Document text:
━━━━━━━━━━━━━━━━━━━━━━━━━━━━━━
How to Talk with Girls and Get Them Attracted

6 Easy Strategies of How to Talk with Girls and Get Them Attracted

How to talk with girls

– If you have trouble chatting with a girl you like.
– If you always end up having boring conversations or don´t know what to say.
– lf you want to know what to do on a date to make it a fun, exciting and interesting experience.
– If you want her to really enjoy being with you and to feel attracted to you.
– If you have already searched through various videos, blogs or Wikihow and they did not help you.

Then this is the right post for you…

Some of the questions I get asked most frequently are: “How do I start a conversation?” “What do I say to a girl?” “Should I have certain phrases prepared in advance?”

How to talk to womenOne of the main problems when striking up a conversation with a woman is that everything seems to be going well and then suddenly her interest seems to simply disappear. As her answers get fewer and shorter you can start to feel like the situation is a complete disaster and that you’d give anything to know what she was thinking.

It’s happened to all of us some time or another when we don’t know what to say when starting a conversation or when there are some uncomfortable silences. The truth is that it’s not as difficult as many think and yet many men end up in boring conversations and the girls they like rarely have unforgettable nights with them.

 Why?
━━━━━━━━━━━━━━━━━━━━━━━━━━━━━━
Supplied records:
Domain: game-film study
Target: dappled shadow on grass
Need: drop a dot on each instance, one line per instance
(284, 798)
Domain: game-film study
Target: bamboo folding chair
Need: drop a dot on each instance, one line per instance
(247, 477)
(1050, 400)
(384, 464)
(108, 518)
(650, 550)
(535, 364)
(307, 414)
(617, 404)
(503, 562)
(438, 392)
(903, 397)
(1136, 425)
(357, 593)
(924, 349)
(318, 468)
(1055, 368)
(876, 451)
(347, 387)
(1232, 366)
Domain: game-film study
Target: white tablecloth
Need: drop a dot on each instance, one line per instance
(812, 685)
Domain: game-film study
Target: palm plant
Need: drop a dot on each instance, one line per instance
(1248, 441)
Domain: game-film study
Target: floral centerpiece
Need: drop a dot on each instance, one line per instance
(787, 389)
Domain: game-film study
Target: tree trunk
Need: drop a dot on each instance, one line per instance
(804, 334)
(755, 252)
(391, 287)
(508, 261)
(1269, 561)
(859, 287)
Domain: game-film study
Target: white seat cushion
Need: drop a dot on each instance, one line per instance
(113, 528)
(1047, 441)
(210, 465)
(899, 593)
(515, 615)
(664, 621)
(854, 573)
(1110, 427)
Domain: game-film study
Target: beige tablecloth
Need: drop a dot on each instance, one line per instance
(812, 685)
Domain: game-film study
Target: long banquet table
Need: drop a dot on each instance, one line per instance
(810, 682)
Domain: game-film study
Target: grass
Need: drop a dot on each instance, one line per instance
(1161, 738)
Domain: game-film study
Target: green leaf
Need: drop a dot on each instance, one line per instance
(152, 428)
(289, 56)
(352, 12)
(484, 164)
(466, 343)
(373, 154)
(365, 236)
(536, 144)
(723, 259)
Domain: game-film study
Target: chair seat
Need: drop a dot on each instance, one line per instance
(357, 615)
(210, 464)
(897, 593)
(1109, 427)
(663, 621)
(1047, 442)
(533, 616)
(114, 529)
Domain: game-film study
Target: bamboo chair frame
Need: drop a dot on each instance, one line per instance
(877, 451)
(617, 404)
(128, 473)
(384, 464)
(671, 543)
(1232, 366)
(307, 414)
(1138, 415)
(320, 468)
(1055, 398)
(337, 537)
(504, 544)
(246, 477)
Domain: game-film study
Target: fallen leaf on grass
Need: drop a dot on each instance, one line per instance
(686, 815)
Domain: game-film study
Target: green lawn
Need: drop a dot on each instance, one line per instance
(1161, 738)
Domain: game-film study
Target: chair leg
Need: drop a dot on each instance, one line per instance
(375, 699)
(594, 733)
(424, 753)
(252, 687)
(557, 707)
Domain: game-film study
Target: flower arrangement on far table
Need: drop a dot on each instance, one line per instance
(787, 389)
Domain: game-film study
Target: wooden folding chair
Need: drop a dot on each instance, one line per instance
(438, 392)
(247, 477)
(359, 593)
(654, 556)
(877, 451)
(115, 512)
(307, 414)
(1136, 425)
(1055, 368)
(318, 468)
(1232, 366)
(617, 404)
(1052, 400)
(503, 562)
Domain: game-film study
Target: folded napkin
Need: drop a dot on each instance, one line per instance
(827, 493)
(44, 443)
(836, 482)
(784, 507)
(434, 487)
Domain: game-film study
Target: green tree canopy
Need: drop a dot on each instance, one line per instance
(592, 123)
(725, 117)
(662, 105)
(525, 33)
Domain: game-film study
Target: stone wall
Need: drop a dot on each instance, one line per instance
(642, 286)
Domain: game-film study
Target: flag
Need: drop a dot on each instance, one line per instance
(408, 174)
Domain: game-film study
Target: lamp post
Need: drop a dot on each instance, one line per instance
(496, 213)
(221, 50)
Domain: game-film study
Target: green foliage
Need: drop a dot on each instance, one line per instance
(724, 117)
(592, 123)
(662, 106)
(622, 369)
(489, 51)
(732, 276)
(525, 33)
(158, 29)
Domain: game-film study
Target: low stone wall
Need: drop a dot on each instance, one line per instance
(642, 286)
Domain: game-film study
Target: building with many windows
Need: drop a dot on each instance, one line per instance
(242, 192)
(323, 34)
━━━━━━━━━━━━━━━━━━━━━━━━━━━━━━
Problems to work on:
A. List every line of the records that contains the string "green", treating uppercase and lowercase as different.
B. Pick up the article on how to talk with girls at the point where it stops, and continue it.

The replies:
A.
Target: green leaf
Target: green lawn
Target: green tree canopy
Target: green foliage

B.
Because they end up doing the same boring, predictable and tedious things that the last 100 guys did and they simply don’t work. Imagine that one girl is on a date with a random guy she doesn’t know and he starts asking her the same questions she always hears: “So, where do you come from?”, “What is your job?”, “What do you study?”, “Why did you choose that university?”, “Where would you like to live?”, “Where would you like to go on vacation?” Some men will even talk about the WEATHER! That last one, definitely, is not the topic of conversation of an unforgettable night!

The worst thing is that there is a belief that the solution to this is “openers” or pre-set phrases and I have to admit that I used to think that way too. Once a guy wrote to me: “If I had a perfect phrase to start a conversation everything else would just flow.”

Many guys are looking for this perfect phrase, an all-encompassing opener, that will instantly get a girl to be interested in them and attracted to them….sorry, it just doesn’t work this way!
This guide will not only give you the tools to have better conversations with girls but also give you a better understanding of what is important and what isn’t.

 

How to have an exciting conversation

How to talk to anyone

How many times have we gone from being engaged in a conversation with a woman where everything seems to be going well, when suddenly, she simply seems to lose all interest?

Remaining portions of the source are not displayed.